### Задания для выполнения:
**1.** Ответьте по отрывку на следующие вопросы, помечая ответы теми же буквами.
(a) Как назывались партии, которые создавались среди молодежи в Украине и Подоле?
(b) Что было кульминацией образования модных дам?
(c) В каких городах власть выделяла царедворцам суммы на балы и приемы?
**2.** Перепишите из отрывка без изменений фрагмент, начиная со слов «Напрасно те, кто» и заканчивая словами «поймет ее речь.» включительно.

Все же хочу еще добавить, что в то же самое время создавались среди молодежи, преимущественно обеспеченной, кружки и партии. не впадающие в сентиментализм, которые ставили себе другие задачи, как это было в Украине и Подоле, так называемые партии «балагулов». Измученные условностями среды, они давали волю своему темпераменту, мужской знергии, традициям потомков великого рыцарского прошлого. Однако дело не шло дальше ярмарочных потасовок и азартной карточной игры, которая пустила на ветер не одно отцовское состояние, когда гордость народа. Адам Мицкевич закладывал отцовские часы в Париже, чтобы оплатить его лечение…
В Литве здравый инстинкт народа отверг с самого начала подобные новшества.
Дух вседозволенности, выпущенный на свободу, блуждал химерами по фантазиям молодежи, бросая ее то в одну, то в другую сторону. Модные дамы зачитывались романами разных Бальзаков, Жюль Жанов, Дюма и Жорж Сандов, разогревались сценами парижских будуаров, перенося на родную ниву французские сентименты. Они рыдали над долей негров в Америке, начитавшись романов Бичер Стоун, не задумываясь над тем, что происходить в крестьянских избах у себя дома. Музыка и танцы, овеянные сентиментализмом, были кульминацией их образования. Отсюда произошли, неизвестные прежде в шляхетских семьях, дамы легкого поведения, утратившие цели, соответствующие своему положению в обществе, утомленные «прозой ежедневной жизни», гоняющиеся за идеалами болезненного воображения. Они искали развлечений, нарушая правила будуаров, не всегда считаясь с устоями и святостью семейного очага. Одним словом, происходило так, что кто-то заметил, «насколько больше стало у нас салонных дам, на столько уменьшилось число хороших хозяюшек и добропорядочных матерей».
Напрасно те, кто имели мужество указать на высшие Цели, на гражданский долг и плачевное положение общества, требующее улучшения ситуации, указывали на примеры Бжозовских и Хрептовичей. Напрасно они говорили. что французская мода, привитая обществу в самые его трагические моменты угасшего духа, потакала его врагам, что парижский образ жизни, «северных французов», годится лишь для тех, кто не имеет за собой прошлого, охраняющего нас. Что придется дорого заплатить польскому дитяти, над колыбелью которого склоняется не мать-полька, а французская бона, от которой он услышит первые слова, поймет ее речь.
Так говорили многие, которые трезво смотрели на жизнь, но их голос был «гласом вопиющего в пустыне».
Следование моде того времени открывало устремленную к роскоши дорогу, в конце которой ожидали руины, потеря отцовского состояния. Здесь и находится цель, к которой власть упрямо подталкивала общество. Здесь находилась ахиллесова пята повергнутого народа! Бессильное общество, лишенное моральной и материальной силы, становится безопасным.
Мы видели, что российская власть, которая «заботливо» следила за симптомами нашего общественного упадка, изучала наши наклонности и выделяла немалые суммы царедворцам в Вильно и Киеве на балы и приемы, и разные дорогостоящие развлечения для шляхты, старается получить от нее признательность. Власть подсаживала шляхту на излишества, на показной вкус, чтобы она не выходила за рамки «хорошего тона». Короче, давала пример верхам для распространения этих правил в широкие массы.

[Данные для указания областей]
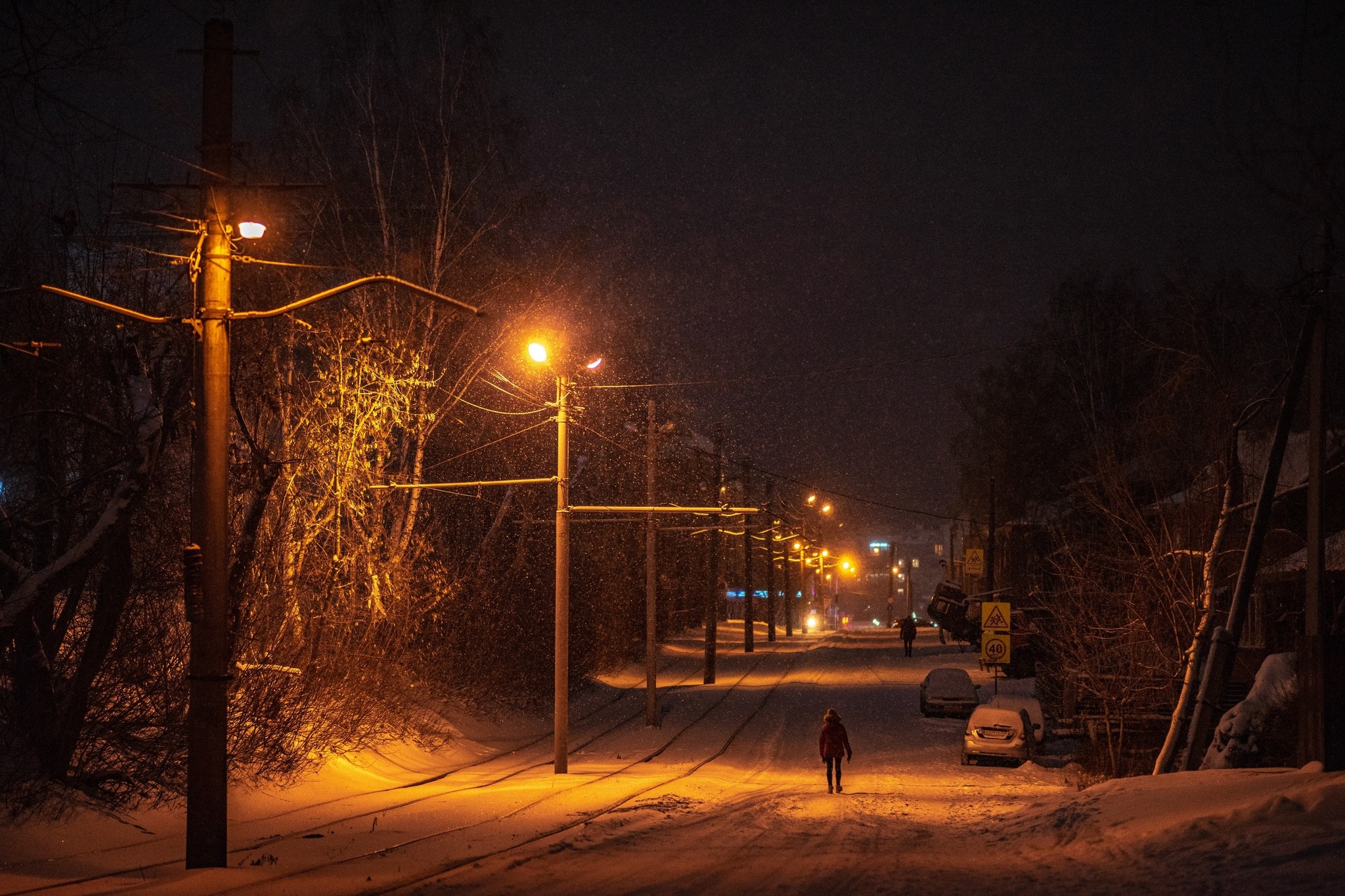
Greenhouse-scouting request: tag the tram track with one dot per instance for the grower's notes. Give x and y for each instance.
(579, 820)
(299, 833)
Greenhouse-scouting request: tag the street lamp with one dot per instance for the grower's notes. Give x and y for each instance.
(562, 702)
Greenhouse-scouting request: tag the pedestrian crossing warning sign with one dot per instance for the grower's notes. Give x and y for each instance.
(994, 617)
(994, 633)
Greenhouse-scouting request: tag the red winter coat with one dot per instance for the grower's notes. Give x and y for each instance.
(833, 743)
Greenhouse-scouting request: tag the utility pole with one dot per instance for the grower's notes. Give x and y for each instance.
(892, 578)
(208, 707)
(748, 599)
(770, 563)
(651, 584)
(562, 714)
(206, 561)
(911, 587)
(1223, 647)
(990, 542)
(712, 595)
(1320, 654)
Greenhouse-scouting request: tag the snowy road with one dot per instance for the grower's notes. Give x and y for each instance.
(728, 796)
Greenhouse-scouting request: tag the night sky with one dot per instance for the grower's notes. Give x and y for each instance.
(791, 188)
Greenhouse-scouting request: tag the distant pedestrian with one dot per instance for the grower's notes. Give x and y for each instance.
(908, 634)
(833, 743)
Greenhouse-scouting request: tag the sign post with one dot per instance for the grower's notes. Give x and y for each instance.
(996, 645)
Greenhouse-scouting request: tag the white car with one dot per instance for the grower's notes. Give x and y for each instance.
(1029, 704)
(996, 733)
(947, 691)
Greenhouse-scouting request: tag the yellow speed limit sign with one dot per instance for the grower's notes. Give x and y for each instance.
(994, 631)
(994, 648)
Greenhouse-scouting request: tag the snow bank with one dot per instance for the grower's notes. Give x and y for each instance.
(1264, 816)
(1238, 739)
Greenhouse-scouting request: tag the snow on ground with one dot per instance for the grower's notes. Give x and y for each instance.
(728, 796)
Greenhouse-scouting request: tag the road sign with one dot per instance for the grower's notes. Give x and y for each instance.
(994, 616)
(994, 649)
(994, 633)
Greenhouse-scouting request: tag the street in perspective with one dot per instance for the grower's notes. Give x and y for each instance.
(704, 448)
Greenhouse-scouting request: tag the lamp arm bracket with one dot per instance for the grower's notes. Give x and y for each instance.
(354, 284)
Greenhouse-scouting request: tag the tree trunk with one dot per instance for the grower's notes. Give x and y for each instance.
(1200, 643)
(114, 591)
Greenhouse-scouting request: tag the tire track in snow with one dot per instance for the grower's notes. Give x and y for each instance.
(300, 833)
(592, 816)
(584, 819)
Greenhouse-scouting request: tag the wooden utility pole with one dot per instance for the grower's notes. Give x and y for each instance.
(1223, 648)
(748, 599)
(990, 542)
(892, 580)
(562, 717)
(712, 595)
(651, 584)
(771, 608)
(911, 587)
(208, 706)
(1320, 654)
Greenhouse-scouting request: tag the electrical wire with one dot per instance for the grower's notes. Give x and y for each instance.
(496, 412)
(527, 429)
(852, 368)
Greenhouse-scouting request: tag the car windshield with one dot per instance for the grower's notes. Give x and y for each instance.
(994, 717)
(1030, 706)
(953, 684)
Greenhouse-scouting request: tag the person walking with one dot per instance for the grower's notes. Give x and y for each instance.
(908, 634)
(833, 743)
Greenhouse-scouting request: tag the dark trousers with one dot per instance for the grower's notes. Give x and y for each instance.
(833, 762)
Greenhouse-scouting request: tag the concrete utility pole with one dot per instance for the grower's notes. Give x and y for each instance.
(651, 584)
(209, 673)
(1321, 723)
(771, 608)
(990, 542)
(562, 711)
(892, 578)
(712, 595)
(748, 599)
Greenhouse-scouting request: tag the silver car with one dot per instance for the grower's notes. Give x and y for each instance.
(1029, 704)
(947, 691)
(997, 733)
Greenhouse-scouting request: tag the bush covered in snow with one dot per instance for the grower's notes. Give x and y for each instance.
(1262, 729)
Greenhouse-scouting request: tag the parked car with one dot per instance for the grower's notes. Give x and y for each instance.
(947, 691)
(997, 733)
(1028, 704)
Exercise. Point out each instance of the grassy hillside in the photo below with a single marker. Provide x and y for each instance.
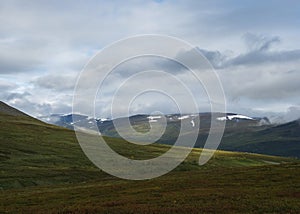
(43, 170)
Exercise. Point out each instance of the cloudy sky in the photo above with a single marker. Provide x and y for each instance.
(254, 47)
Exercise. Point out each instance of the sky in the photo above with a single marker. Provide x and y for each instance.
(254, 47)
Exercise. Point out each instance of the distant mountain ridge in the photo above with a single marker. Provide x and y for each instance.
(242, 133)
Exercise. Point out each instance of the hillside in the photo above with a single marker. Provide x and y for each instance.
(44, 170)
(242, 133)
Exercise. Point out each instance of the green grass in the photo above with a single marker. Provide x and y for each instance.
(43, 170)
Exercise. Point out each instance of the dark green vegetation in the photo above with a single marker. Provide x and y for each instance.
(43, 170)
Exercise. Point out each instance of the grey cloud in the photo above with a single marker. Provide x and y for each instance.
(56, 82)
(16, 96)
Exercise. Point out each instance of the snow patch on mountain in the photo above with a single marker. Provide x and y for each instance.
(236, 116)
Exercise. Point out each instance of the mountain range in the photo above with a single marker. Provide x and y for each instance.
(242, 133)
(44, 170)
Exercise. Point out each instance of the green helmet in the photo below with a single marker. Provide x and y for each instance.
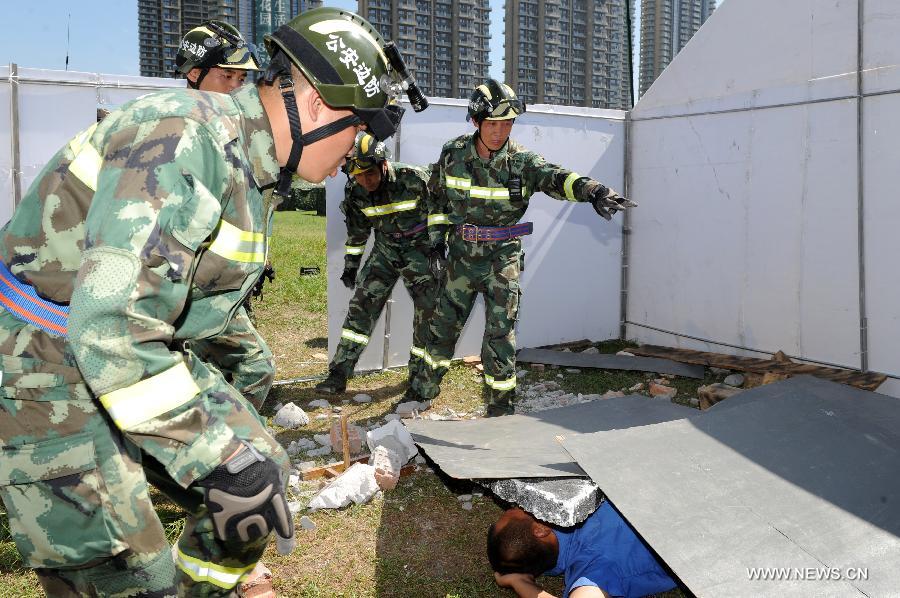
(493, 100)
(367, 153)
(215, 43)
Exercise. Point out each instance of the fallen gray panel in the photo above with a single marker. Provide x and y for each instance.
(610, 362)
(525, 446)
(801, 473)
(561, 501)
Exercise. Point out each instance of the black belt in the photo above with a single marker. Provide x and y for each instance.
(475, 233)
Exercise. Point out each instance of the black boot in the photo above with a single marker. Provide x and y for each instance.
(334, 384)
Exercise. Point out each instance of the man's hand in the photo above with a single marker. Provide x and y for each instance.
(246, 499)
(349, 277)
(607, 202)
(437, 261)
(522, 584)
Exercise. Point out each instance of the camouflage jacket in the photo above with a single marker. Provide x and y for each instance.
(469, 190)
(399, 205)
(152, 225)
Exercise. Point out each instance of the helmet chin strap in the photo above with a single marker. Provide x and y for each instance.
(286, 85)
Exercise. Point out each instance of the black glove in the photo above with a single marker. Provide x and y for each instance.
(246, 500)
(607, 202)
(349, 276)
(437, 261)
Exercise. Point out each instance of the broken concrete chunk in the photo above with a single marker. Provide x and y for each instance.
(291, 416)
(357, 485)
(713, 393)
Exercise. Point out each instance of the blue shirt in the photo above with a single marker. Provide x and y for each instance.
(605, 553)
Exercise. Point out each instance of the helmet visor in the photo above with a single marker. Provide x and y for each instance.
(507, 109)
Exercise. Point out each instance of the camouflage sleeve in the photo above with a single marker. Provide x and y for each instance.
(243, 357)
(156, 202)
(438, 204)
(556, 181)
(358, 228)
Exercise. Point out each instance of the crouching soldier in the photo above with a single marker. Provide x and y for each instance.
(392, 199)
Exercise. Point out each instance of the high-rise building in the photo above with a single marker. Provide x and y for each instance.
(162, 23)
(570, 52)
(445, 42)
(666, 27)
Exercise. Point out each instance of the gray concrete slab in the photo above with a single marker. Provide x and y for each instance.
(526, 446)
(801, 475)
(610, 362)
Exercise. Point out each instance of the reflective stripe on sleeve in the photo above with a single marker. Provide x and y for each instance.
(508, 384)
(458, 183)
(390, 208)
(355, 337)
(205, 571)
(151, 397)
(238, 245)
(567, 186)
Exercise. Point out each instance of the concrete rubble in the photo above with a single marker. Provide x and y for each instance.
(356, 485)
(559, 501)
(291, 416)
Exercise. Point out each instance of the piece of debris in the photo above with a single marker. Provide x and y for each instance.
(291, 417)
(713, 393)
(662, 391)
(734, 380)
(356, 485)
(307, 523)
(355, 435)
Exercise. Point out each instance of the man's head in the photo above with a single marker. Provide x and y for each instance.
(367, 161)
(333, 78)
(519, 543)
(493, 107)
(214, 57)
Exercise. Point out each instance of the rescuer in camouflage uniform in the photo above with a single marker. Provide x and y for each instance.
(214, 57)
(480, 189)
(392, 199)
(146, 231)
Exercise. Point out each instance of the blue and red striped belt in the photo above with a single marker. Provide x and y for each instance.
(23, 303)
(477, 234)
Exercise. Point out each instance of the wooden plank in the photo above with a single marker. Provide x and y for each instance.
(866, 381)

### Ответы к заданиям:
**1.**
(a) Так называемые партии «балагулов».
(b) Музыка и танцы, овеянные сентиментализмом.
(c) В Вильно и Киеве.

**2.**
Напрасно те, кто имели мужество указать на высшие Цели, на гражданский долг и плачевное положение общества, требующее улучшения ситуации, указывали на примеры Бжозовских и Хрептовичей. Напрасно они говорили. что французская мода, привитая обществу в самые его трагические моменты угасшего духа, потакала его врагам, что парижский образ жизни, «северных французов», годится лишь для тех, кто не имеет за собой прошлого, охраняющего нас. Что придется дорого заплатить польскому дитяти, над колыбелью которого склоняется не мать-полька, а французская бона, от которой он услышит первые слова, поймет ее речь.